Start TEXT

[aprssig] Error checking within APRS packets
Lynn W. Deffenbaugh (Mr)
ldeffenb at homeside.to
Tue Jun 21 15:11:25 EDT 2011
I think you all need to read carefully and completely the AX.25
specification paying particular attention to the framing characters and
their relationship to bit stuffing. I suspect you'll find that a tilde
in the middle of an AX.25 packet actually does NOT look like a framing
character because the framing character really isn't a "character" per
se, but is actually a bit pattern. And with bit stuffing, there are
defined bit sequences that are NOT allowed to appear in the bit stream
representation of a packet, but characters that may cause confusion
within a packet have extra bits stuffed (and removed) on the air, but
you'll never see such things in any byte-wise representation of the packet.

End TEXT
Start GIVEN DATA

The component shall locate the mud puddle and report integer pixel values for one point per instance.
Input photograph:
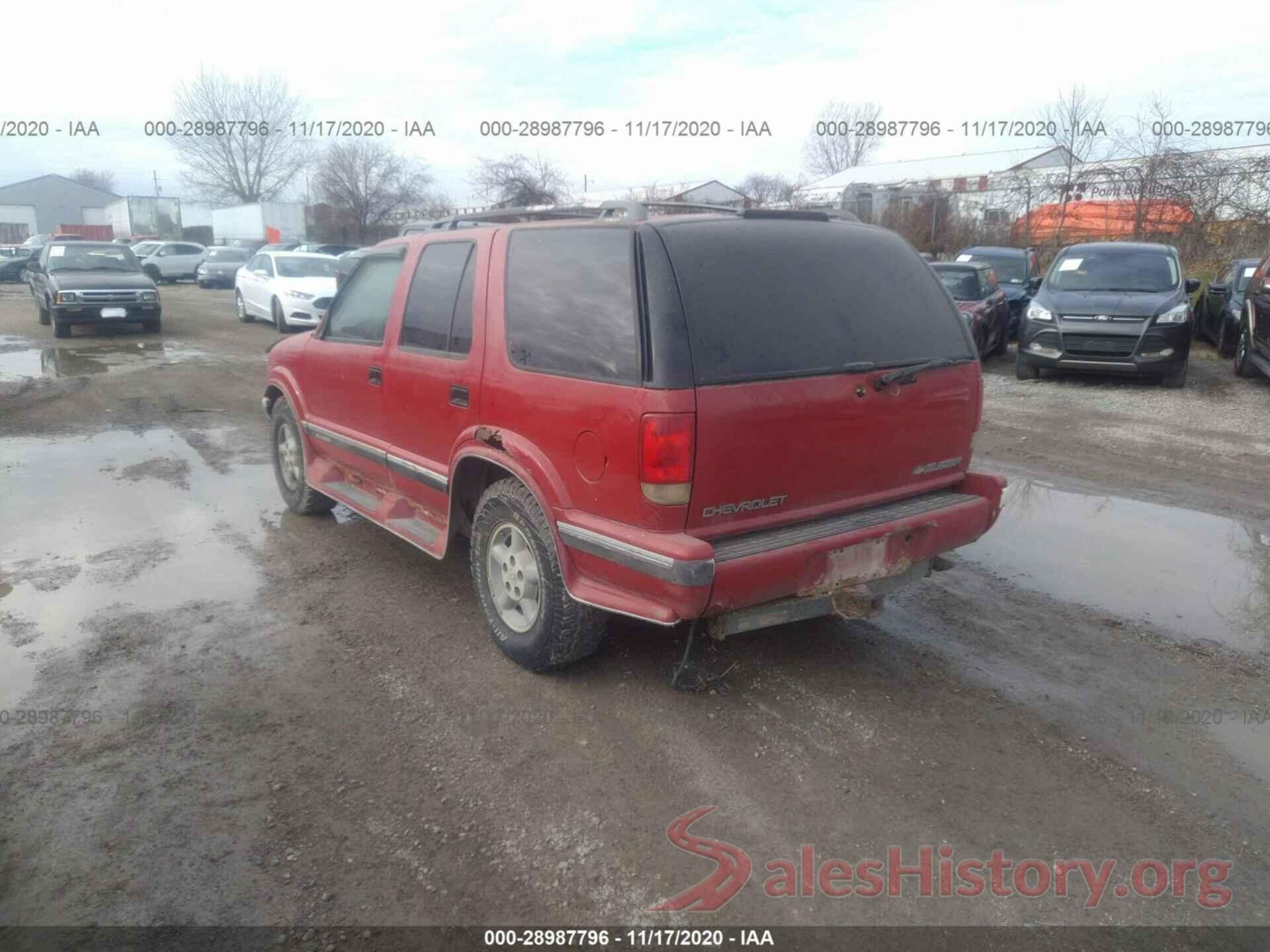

End GIVEN DATA

TASK REQUIREMENTS:
1. In the post on AX.25 framing, rewrite the passage that starts at "[aprssig] Error checking" and stops after "of the packet.", using "bit insertion" in place of "bit stuffing".
2. Summarize the AX.25 framing post in two sentences.

THE SOLUTIONS:
1.
[aprssig] Error checking within APRS packets
Lynn W. Deffenbaugh (Mr)
ldeffenb at homeside.to
Tue Jun 21 15:11:25 EDT 2011
I think you all need to read carefully and completely the AX.25
specification paying particular attention to the framing characters and
their relationship to bit insertion. I suspect you'll find that a tilde
in the middle of an AX.25 packet actually does NOT look like a framing
character because the framing character really isn't a "character" per
se, but is actually a bit pattern. And with bit insertion, there are
defined bit sequences that are NOT allowed to appear in the bit stream
representation of a packet, but characters that may cause confusion
within a packet have extra bits stuffed (and removed) on the air, but
you'll never see such things in any byte-wise representation of the packet.

2. The writer urges readers to study the AX.25 specification closely, especially how framing characters relate to bit stuffing. The writer suspects that a tilde inside a packet doesn't look like a framing character, because framing is really a bit pattern, and the extra bits stuffed in on the air never show up in a byte-wise view of the packet.